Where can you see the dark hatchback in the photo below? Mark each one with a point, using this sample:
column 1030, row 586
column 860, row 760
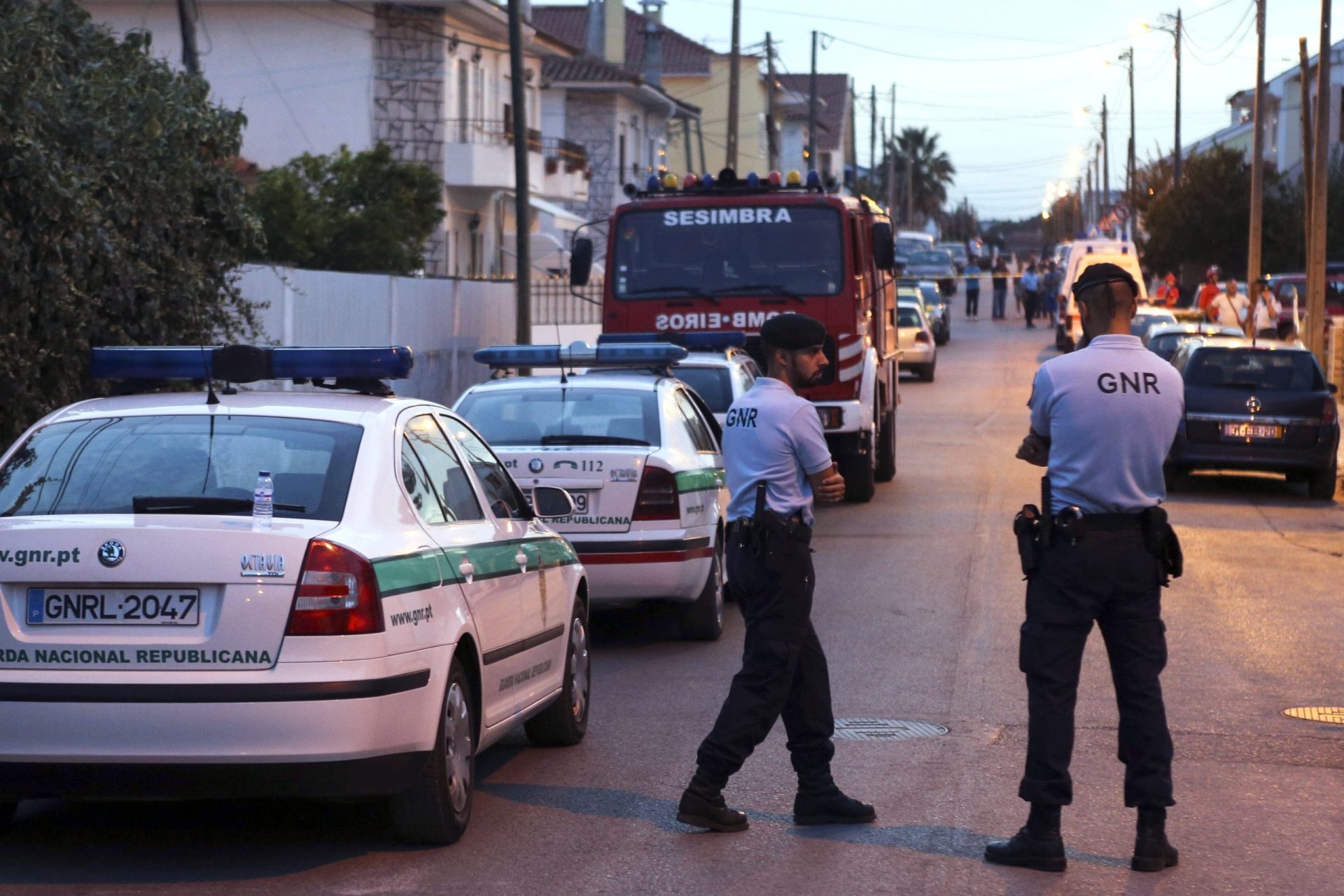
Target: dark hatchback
column 1257, row 407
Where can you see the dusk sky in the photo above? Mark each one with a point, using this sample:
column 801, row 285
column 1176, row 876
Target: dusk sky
column 1006, row 83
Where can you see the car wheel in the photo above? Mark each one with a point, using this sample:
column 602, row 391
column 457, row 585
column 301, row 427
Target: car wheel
column 858, row 473
column 565, row 722
column 1320, row 486
column 436, row 808
column 888, row 448
column 704, row 618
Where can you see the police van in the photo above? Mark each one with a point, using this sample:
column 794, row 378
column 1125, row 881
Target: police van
column 401, row 609
column 638, row 450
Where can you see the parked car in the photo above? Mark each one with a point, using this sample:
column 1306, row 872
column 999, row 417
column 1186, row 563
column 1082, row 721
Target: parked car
column 936, row 265
column 1260, row 406
column 918, row 351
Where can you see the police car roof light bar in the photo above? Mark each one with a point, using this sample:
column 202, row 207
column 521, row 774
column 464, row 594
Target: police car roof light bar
column 249, row 365
column 581, row 355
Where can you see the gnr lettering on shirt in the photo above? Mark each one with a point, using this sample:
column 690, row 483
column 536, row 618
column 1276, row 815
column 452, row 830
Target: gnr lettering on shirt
column 1139, row 383
column 742, row 416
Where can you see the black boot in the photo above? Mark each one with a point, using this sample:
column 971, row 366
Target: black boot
column 1152, row 849
column 820, row 802
column 704, row 806
column 1038, row 846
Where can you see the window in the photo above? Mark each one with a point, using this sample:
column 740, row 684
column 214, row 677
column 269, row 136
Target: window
column 447, row 477
column 101, row 465
column 503, row 496
column 695, row 424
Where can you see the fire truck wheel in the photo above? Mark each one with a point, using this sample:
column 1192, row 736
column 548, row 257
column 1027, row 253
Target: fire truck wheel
column 888, row 448
column 858, row 473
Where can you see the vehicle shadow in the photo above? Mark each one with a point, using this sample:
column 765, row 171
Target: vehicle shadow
column 54, row 841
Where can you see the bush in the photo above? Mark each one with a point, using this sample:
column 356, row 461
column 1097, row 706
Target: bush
column 353, row 213
column 120, row 219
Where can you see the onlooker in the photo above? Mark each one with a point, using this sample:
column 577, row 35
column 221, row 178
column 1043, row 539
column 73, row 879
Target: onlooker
column 1031, row 295
column 1000, row 284
column 972, row 273
column 1228, row 308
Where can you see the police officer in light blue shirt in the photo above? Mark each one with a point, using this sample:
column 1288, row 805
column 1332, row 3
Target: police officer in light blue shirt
column 776, row 460
column 1102, row 419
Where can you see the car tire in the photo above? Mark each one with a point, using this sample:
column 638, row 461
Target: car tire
column 702, row 620
column 565, row 722
column 437, row 808
column 888, row 448
column 1320, row 486
column 857, row 469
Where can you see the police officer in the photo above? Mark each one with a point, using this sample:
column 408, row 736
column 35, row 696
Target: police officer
column 1102, row 419
column 776, row 460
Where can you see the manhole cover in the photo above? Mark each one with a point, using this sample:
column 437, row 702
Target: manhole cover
column 1334, row 715
column 886, row 729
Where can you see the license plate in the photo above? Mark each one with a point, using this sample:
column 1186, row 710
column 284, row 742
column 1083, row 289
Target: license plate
column 113, row 606
column 1253, row 431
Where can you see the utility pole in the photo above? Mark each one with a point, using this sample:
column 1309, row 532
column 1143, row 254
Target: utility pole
column 772, row 137
column 187, row 22
column 812, row 108
column 518, row 96
column 1316, row 264
column 734, row 83
column 1253, row 255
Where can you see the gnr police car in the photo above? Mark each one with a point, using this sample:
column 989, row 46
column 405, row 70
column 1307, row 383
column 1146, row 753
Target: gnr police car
column 402, row 610
column 638, row 450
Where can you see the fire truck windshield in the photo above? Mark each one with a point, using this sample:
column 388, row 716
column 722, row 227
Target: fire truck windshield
column 729, row 248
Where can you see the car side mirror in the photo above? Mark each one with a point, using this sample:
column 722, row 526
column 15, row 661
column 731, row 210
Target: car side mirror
column 550, row 503
column 883, row 246
column 581, row 262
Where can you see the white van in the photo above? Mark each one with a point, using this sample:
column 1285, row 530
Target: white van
column 1084, row 254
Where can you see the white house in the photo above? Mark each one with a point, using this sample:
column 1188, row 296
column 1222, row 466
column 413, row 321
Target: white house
column 430, row 80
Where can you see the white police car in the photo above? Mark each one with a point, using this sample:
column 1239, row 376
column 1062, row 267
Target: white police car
column 402, row 612
column 638, row 450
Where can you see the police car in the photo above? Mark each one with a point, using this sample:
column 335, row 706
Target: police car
column 638, row 450
column 403, row 609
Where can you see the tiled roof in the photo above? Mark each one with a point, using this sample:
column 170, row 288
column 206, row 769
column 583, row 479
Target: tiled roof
column 835, row 92
column 680, row 54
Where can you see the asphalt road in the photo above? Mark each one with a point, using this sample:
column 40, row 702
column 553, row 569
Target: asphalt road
column 918, row 606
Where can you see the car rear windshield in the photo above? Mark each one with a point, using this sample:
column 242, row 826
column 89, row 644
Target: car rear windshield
column 101, row 465
column 713, row 383
column 1254, row 368
column 564, row 414
column 723, row 248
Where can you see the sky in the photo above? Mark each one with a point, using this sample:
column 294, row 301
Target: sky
column 1015, row 89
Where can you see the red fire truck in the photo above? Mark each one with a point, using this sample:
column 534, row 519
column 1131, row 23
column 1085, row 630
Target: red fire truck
column 724, row 254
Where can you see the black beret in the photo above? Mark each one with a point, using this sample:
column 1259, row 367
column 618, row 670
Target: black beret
column 1104, row 273
column 793, row 331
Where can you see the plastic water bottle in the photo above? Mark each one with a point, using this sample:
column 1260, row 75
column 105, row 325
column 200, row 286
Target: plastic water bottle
column 264, row 500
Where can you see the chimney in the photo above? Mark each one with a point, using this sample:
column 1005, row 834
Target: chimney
column 652, row 67
column 594, row 41
column 613, row 31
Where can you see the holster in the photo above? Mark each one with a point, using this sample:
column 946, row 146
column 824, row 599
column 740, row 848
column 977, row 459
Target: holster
column 1161, row 540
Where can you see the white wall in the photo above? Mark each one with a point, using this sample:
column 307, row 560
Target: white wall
column 302, row 74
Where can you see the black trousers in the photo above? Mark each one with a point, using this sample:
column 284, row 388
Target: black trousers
column 1113, row 580
column 784, row 669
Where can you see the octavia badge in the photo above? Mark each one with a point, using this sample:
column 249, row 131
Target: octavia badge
column 111, row 554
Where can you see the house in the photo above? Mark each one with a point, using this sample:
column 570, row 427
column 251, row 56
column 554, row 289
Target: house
column 430, row 80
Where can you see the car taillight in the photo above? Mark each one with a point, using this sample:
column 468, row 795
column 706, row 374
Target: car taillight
column 657, row 498
column 336, row 594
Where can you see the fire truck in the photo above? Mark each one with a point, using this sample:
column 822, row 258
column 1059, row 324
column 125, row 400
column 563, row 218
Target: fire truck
column 715, row 254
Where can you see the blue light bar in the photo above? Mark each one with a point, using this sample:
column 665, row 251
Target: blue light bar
column 581, row 355
column 248, row 365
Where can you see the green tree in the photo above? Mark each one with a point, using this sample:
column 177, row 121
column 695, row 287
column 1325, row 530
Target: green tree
column 349, row 211
column 120, row 220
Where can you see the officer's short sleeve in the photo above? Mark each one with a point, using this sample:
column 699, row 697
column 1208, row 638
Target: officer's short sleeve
column 809, row 442
column 1042, row 397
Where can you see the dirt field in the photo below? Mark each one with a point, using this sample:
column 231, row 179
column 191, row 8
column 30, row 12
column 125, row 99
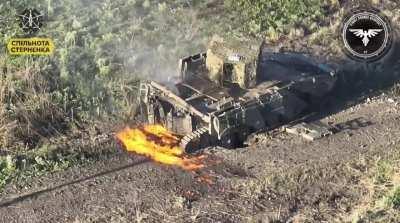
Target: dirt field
column 280, row 178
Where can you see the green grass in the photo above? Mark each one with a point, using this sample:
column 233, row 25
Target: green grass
column 393, row 200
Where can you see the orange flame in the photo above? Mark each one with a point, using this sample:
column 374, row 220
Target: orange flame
column 160, row 145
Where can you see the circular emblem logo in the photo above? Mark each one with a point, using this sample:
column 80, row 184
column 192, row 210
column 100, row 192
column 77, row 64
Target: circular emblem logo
column 31, row 20
column 366, row 35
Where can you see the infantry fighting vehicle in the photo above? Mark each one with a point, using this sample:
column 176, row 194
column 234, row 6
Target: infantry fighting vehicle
column 233, row 90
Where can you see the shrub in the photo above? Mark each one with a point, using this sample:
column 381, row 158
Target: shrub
column 277, row 15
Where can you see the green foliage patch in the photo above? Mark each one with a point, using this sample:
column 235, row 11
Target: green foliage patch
column 279, row 15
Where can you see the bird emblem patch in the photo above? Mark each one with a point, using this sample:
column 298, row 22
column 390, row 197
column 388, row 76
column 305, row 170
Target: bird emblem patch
column 366, row 35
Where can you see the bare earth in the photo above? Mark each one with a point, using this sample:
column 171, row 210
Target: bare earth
column 280, row 178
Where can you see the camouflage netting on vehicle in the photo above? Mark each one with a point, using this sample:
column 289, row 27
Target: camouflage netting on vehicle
column 233, row 61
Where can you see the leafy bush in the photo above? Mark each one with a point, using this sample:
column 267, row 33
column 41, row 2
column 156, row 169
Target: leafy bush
column 394, row 199
column 277, row 15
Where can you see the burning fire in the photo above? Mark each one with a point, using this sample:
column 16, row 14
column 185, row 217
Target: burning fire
column 160, row 145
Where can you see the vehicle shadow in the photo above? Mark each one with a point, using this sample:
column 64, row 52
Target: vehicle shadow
column 357, row 82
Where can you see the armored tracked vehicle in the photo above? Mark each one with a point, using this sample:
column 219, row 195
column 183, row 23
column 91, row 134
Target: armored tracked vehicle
column 233, row 90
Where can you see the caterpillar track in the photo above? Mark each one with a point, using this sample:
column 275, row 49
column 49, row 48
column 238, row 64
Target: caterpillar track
column 197, row 140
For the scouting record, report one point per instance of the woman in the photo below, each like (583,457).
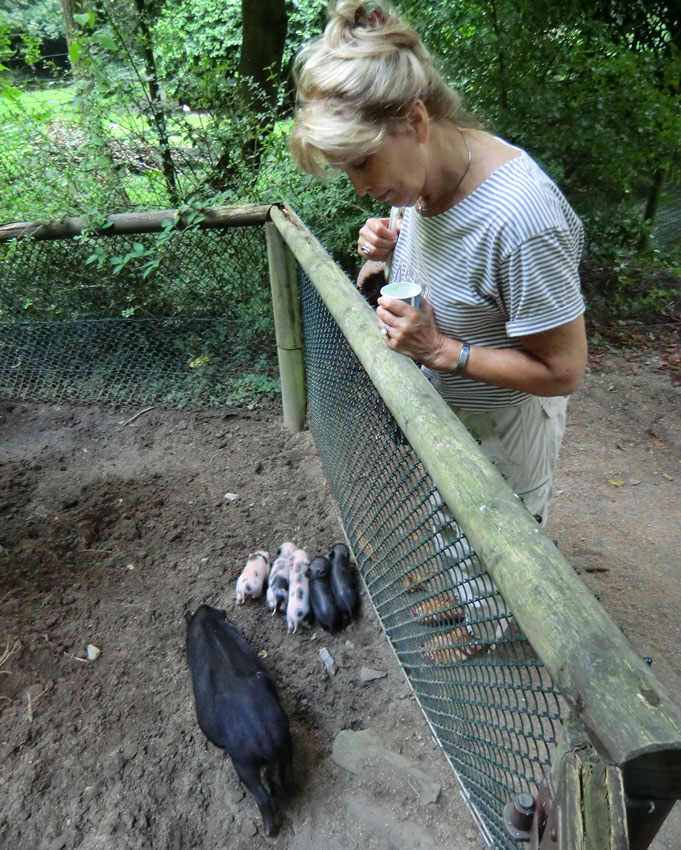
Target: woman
(486,233)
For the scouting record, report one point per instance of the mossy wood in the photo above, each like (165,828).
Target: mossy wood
(288,328)
(630,717)
(139,222)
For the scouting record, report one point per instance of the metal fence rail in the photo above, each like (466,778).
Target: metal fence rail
(402,467)
(557,707)
(496,716)
(186,338)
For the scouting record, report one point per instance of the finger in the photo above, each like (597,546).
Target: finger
(393,306)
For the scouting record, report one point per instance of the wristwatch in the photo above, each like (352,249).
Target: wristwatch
(463,359)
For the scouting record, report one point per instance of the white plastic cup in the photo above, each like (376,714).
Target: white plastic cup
(405,290)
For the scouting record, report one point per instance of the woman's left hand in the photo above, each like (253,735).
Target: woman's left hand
(410,331)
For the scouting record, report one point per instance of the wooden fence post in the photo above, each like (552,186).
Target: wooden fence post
(288,328)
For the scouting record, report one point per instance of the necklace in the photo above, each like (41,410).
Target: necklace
(419,206)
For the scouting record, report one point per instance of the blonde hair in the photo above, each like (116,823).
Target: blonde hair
(356,82)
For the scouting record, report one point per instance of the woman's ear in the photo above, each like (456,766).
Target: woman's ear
(419,120)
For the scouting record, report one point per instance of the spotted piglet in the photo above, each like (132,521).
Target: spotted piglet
(277,591)
(298,607)
(253,577)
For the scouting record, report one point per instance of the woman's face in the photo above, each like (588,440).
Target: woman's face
(395,173)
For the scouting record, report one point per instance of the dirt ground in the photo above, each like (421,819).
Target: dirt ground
(113,528)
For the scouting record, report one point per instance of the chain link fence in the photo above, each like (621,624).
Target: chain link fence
(497,715)
(181,318)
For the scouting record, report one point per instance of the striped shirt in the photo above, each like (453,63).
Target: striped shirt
(500,264)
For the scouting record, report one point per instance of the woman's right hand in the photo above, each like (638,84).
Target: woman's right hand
(376,241)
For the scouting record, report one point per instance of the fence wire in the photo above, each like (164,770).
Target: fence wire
(198,328)
(495,715)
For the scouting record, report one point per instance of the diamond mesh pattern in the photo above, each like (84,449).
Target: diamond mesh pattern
(497,714)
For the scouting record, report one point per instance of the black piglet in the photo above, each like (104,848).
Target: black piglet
(343,585)
(324,608)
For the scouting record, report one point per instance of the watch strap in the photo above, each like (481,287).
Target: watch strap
(462,359)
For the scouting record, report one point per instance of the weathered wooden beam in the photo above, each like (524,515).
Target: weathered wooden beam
(629,715)
(137,222)
(288,328)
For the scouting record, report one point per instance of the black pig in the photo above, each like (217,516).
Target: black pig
(238,709)
(325,610)
(342,581)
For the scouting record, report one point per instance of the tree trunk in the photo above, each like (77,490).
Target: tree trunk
(156,107)
(651,208)
(262,44)
(71,27)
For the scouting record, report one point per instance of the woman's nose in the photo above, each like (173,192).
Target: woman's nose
(358,184)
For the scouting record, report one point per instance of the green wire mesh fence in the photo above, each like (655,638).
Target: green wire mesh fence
(186,334)
(497,715)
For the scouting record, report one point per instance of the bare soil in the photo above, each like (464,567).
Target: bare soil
(112,531)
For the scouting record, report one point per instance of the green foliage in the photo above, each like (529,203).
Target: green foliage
(593,96)
(35,18)
(566,83)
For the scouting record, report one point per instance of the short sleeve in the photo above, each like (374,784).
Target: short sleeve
(539,283)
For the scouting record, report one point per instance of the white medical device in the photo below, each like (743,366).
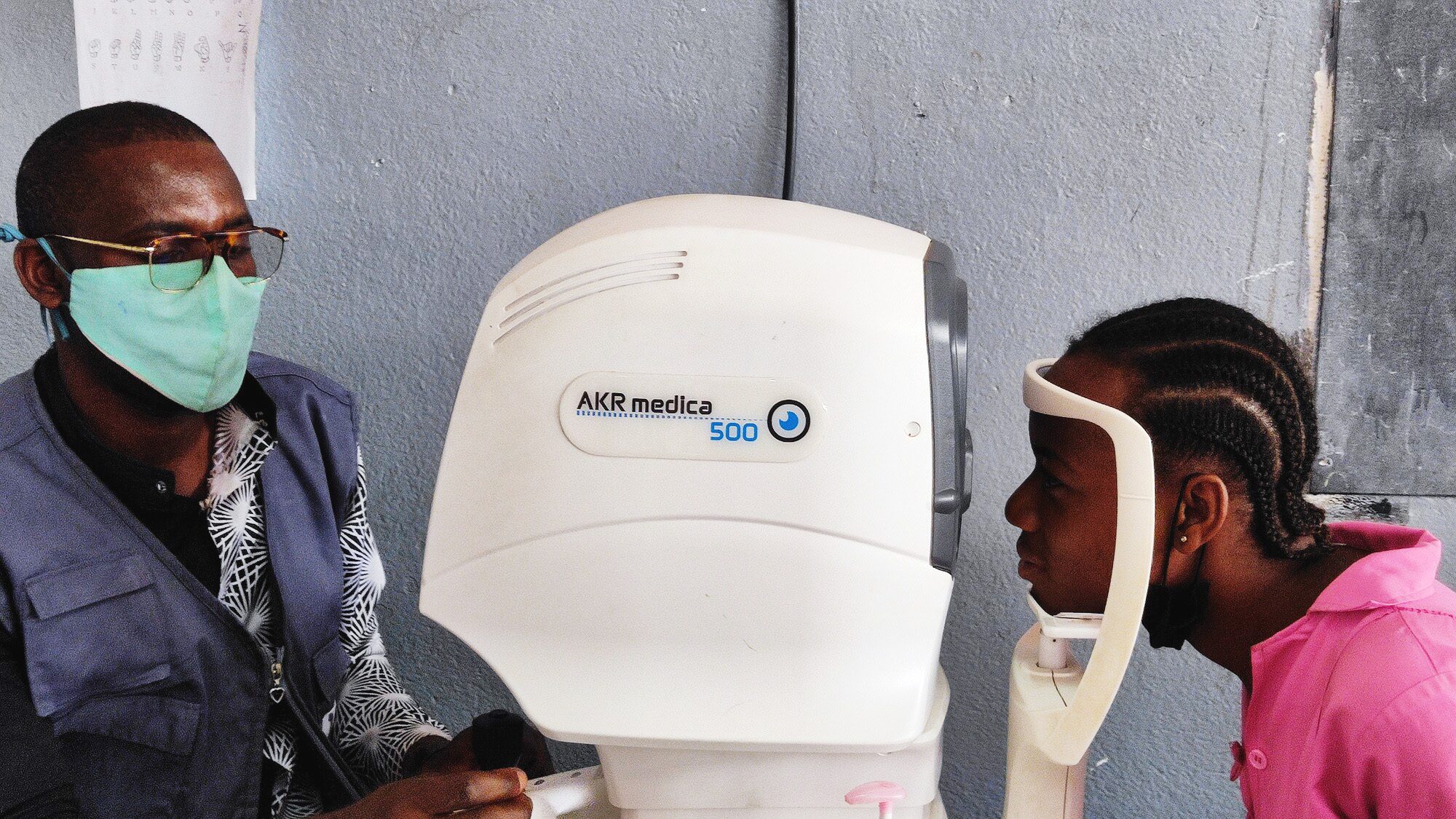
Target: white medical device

——

About this task:
Set down word for word the lines from the opening of the entries above through the line that contains "column 971, row 366", and omit every picture.

Completed task:
Where can you see the dark hatchback in the photo below? Mark each one with a point, using this sample:
column 1030, row 586
column 860, row 760
Target: dark hatchback
column 1257, row 407
Where can you see the dusk sky in the photo above? Mark each one with a point, using this sample:
column 801, row 285
column 1176, row 876
Target: dusk sky
column 1006, row 83
Where can you see the car wheel in the photo above? Mark each one with a point, using this sample:
column 602, row 391
column 457, row 585
column 301, row 427
Target: car wheel
column 858, row 473
column 565, row 722
column 1320, row 486
column 436, row 808
column 888, row 448
column 704, row 618
Where can you see the police van in the photo above? Mark each one with a point, using this sample:
column 794, row 378
column 1125, row 881
Target: police van
column 401, row 609
column 638, row 450
Where can you see the parked car in the photo above? Mark each one with a point, using this sample:
column 1306, row 872
column 999, row 417
column 1186, row 563
column 1082, row 721
Target: parked car
column 936, row 265
column 1260, row 406
column 918, row 351
Where can you see the police car roof light bar in the photo above? Mark each one with a point, using this sample:
column 202, row 207
column 521, row 774
column 464, row 594
Target: police car roof light bar
column 249, row 365
column 581, row 355
Where can you see the gnr lettering on shirt in the photo above? Mark each one with a point, using this sample:
column 690, row 483
column 536, row 618
column 1276, row 815
column 452, row 830
Target: gnr lettering on shirt
column 1139, row 383
column 742, row 416
Where can you see the black boot in the photo above? Mark each one with a point, using this sample:
column 971, row 366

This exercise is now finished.